■ About this exercise
Copy all the data exactly, except the pictures.

■ Recorded data
>>>

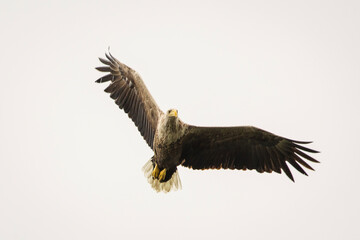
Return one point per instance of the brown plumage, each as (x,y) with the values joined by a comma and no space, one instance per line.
(176,143)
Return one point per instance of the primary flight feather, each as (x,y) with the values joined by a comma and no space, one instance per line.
(176,143)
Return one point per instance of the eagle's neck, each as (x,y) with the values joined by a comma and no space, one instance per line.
(170,129)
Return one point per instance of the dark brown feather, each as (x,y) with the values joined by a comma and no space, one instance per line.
(247,147)
(130,94)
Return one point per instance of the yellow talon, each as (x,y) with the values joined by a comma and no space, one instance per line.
(162,175)
(156,171)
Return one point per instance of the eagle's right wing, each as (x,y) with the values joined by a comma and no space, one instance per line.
(130,93)
(243,148)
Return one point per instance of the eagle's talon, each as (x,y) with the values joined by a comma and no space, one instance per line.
(155,172)
(162,175)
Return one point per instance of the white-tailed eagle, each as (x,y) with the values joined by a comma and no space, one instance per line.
(176,143)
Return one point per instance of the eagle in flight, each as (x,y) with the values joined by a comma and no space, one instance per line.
(176,143)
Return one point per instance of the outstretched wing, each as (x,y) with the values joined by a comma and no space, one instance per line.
(130,93)
(243,148)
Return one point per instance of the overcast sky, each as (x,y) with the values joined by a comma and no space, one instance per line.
(70,160)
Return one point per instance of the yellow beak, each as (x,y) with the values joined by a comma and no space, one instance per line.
(173,113)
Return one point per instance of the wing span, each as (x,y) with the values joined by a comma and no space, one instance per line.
(243,148)
(130,93)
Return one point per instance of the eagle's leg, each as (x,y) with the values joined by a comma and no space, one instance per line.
(156,171)
(162,175)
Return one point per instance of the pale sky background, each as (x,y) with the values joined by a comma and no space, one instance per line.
(70,160)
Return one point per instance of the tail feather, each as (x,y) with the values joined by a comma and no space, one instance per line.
(173,183)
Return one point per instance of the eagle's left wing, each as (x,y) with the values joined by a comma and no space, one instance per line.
(243,148)
(130,93)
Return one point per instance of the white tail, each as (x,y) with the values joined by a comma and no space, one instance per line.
(173,184)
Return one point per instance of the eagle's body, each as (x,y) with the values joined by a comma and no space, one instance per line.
(176,143)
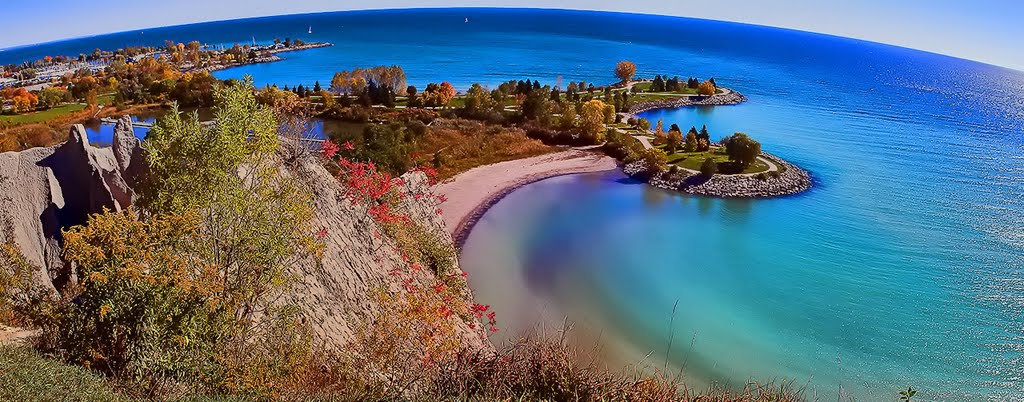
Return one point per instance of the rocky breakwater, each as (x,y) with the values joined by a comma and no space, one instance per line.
(724,98)
(788,179)
(48,189)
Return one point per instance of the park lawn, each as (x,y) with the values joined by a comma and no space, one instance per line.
(693,161)
(28,375)
(43,116)
(105,99)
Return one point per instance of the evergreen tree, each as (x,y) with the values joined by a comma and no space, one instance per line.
(657,85)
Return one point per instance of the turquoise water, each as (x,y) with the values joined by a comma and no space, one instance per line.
(902,266)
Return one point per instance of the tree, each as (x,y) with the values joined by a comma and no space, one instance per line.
(691,142)
(438,95)
(742,149)
(643,124)
(568,120)
(592,120)
(163,294)
(51,97)
(704,139)
(477,99)
(674,141)
(709,168)
(657,85)
(609,114)
(706,88)
(654,160)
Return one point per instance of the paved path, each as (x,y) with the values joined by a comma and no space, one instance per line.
(646,145)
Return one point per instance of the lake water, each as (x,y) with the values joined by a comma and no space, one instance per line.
(902,266)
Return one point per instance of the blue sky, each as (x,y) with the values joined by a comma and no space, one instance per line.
(989,31)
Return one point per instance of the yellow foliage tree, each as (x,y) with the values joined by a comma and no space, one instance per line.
(592,120)
(625,70)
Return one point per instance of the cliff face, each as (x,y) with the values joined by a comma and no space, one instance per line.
(44,190)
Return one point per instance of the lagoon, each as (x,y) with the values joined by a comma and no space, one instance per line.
(902,266)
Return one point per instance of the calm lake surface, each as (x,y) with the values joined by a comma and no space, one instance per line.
(902,266)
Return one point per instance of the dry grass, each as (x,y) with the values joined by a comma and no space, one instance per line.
(465,144)
(54,131)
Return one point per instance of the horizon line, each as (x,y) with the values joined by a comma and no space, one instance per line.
(68,39)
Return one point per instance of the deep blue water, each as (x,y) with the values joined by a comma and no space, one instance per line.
(902,266)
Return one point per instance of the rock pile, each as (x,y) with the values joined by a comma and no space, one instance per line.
(732,97)
(788,180)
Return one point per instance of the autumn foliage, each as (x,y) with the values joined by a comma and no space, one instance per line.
(22,100)
(625,70)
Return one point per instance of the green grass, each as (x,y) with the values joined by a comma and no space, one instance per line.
(43,116)
(694,160)
(105,100)
(28,375)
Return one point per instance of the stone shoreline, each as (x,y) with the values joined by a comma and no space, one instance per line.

<<<

■ Your solution
Return one point per instance of the brown plumage, each as (x,y) with the values joined by a comma and no space, one instance per line.
(176,143)
Return one point per instance of the primary flight feather, each as (x,y) with the values joined by a comma and no space, one instance per line.
(176,143)
Return one point per instance of the eagle's neck, each as (x,y) with the values joined by a comma and no space, one instance per line.
(170,129)
Return one point per instance of the dark brown feather, each as (x,y) with the values joined by a comma and no space, one instance per line.
(247,147)
(130,94)
Return one point per instance of the yellow talon, each as (x,y) with the values joined by a comma and no space, one instance per line.
(162,175)
(156,171)
Return one point per instance of the eagle's right wing, each as (x,y) with the values joined by a comma and no space, one instance per line.
(130,93)
(243,148)
Return one point per instance of the eagle's talon, each as (x,y) with the values joined by a comma and no space, one instance per line.
(155,172)
(162,175)
Return one point per instance of the white-tailed eagle, each as (x,y) with the values joined by a comma and no space, one instance per line.
(176,143)
Return one point per instance of the eagle in flight, each as (x,y) with the values joined by a comma and no space, one instance per line.
(176,143)
Return one point per instance of the outstretched wing, each as (x,y) with the values joined by a comma and no space, one instance per line.
(130,93)
(243,148)
Return one point per instance of the overcast sky, each as (x,y) with the values joined by a comma and no space, one instance per line.
(70,160)
Return one point per instance of the yellow beak, each as (x,y) with the values joined by a comma and no space, one instance per line.
(173,113)
Return one point per instance of the wing span, each as (x,y) with the values joined by a comma and no space, one instance per line.
(243,148)
(130,93)
Return one point per instance of the eagle's leg, each as (x,y) with the values joined by a comma and no space, one instance per line.
(156,171)
(162,175)
Return one point per instance of the pale sky background, each as (x,y) with the values joined by a comma and no space, one instance per line.
(70,160)
Return one point per instance of the tail feather, each as (x,y) with the values joined by a comma and no space, one instance per line.
(173,183)
Return one point per instance of the eagle's left wing, each as (x,y) with the values joined by a comma and no space, one instance per line.
(243,148)
(130,93)
Return one point per instance of the white tail, each as (x,y) with the values joined by a comma and no space, one instance per line.
(173,184)
Return one point per instance of the eagle's body, each as (x,y) with the values joined by a comma and no space, one instance per line.
(176,143)
Return one point per instance of the rocky breakwater, each as (x,y) with the values joined by a comma and no space, one instance per line.
(724,98)
(788,179)
(48,189)
Return one point per instance of the park lawn, each as (x,y) with the values joined by a comma and no space, one instance per line.
(693,161)
(28,375)
(43,116)
(105,99)
Return one point per instance of the evergreen tree, each as (x,y) with the values joined by a comma and no space, one instance per line.
(657,85)
Return one point per instance of the turquoise water, each as (x,y) with the values joined by a comma and no space, one instance per line.
(902,266)
Return one point per instance of the tree, each as (x,y) with the values joined by a comma and no space, one instance per line.
(691,142)
(438,95)
(742,149)
(643,124)
(568,120)
(592,120)
(163,294)
(51,97)
(704,139)
(477,99)
(674,141)
(709,168)
(657,85)
(609,114)
(706,88)
(654,160)
Return one point per instance of the paved path, each as (x,y) with the values joined by a comma and no space, one instance per line.
(646,145)
Return one point per instance of the lake water, each as (x,y) with the values joined by a comma and no space, one instance per line.
(902,266)
Return one point per instance of the blue sky, each as (x,y) with the values joined by a comma and no space, one instance per line.
(989,31)
Return one point per instance of the yellow foliage tree, each as (x,y) with the values joined by a comma and no space, one instance per line.
(592,120)
(625,70)
Return one point per instance of the cliff face, each as (x,y) with the values joined by a comma and no space, one instance per line.
(44,190)
Return one point per instance of the lagoon, each as (x,y) with the values joined by a comma and no space, one instance per line.
(902,266)
Return one point per instance of the calm lake surface, each as (x,y) with the values joined by a comma and no space, one instance per line.
(902,266)
Return one point per instance of the dry grass, each as (x,y) with the values joined by a comma and no space, one instance per line.
(465,144)
(54,131)
Return one point per instance of the horizon line, each as (x,y) with the values joined by a comma and no space, one instance per line.
(68,39)
Return one point per instance of the deep blue water, each as (x,y) with the values joined by a comma and no space, one instance per line.
(902,266)
Return one point per instance of the rock pile, each as (x,y) with the values joined by a comma and no space, one instance per line.
(732,97)
(788,180)
Return one point per instance of the autumn foliage, each as (x,y) with the values joined by a comma and no space, one instance per line.
(22,100)
(625,70)
Return one point per instance of the green grass, each as (x,y) with the values joined by a comma and no space, one instance per line.
(43,116)
(694,160)
(105,100)
(28,375)
Return one point per instance of the stone shoreline, each as (x,y) with the values joined by a comma and no space, one instance per line.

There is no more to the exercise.